Dataset excerpt
---------------

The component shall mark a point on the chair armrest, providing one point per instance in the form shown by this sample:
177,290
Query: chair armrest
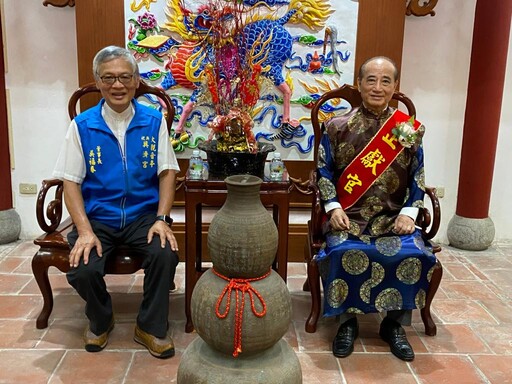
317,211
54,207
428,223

---------------

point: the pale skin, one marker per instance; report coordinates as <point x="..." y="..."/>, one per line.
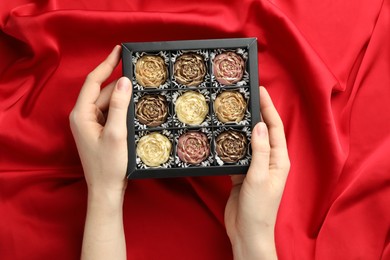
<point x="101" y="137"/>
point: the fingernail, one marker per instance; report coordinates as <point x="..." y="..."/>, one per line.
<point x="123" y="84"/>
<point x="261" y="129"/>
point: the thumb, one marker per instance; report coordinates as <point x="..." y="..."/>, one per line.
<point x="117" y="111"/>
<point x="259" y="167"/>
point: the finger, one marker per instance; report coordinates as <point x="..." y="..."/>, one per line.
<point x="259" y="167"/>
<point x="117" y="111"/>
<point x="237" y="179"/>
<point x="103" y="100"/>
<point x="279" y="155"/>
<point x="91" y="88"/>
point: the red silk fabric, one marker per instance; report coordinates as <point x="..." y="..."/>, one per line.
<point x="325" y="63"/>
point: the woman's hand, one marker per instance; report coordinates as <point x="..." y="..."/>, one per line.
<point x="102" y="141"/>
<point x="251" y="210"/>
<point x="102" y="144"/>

---------------

» **Work required**:
Please list each line of the data above that contains the string "report". Match case exactly.

» **Answer for this exercise**:
point: the pale skin, one marker per instance; report coordinates as <point x="..." y="..."/>, one per line.
point: the fingernail, one marker per instance; report coordinates as <point x="..." y="..."/>, one per line.
point: the thumb, one marker per instance; report coordinates as <point x="..." y="..."/>, one per line.
point: the finger, one marker per instance; report coordinates as <point x="..." y="..."/>, one per line.
point: the red silk fabric, one marker per instance; report coordinates as <point x="..." y="..."/>, one per line.
point: the woman's hand, one marker per instance; report coordinates as <point x="..." y="..."/>, one per line.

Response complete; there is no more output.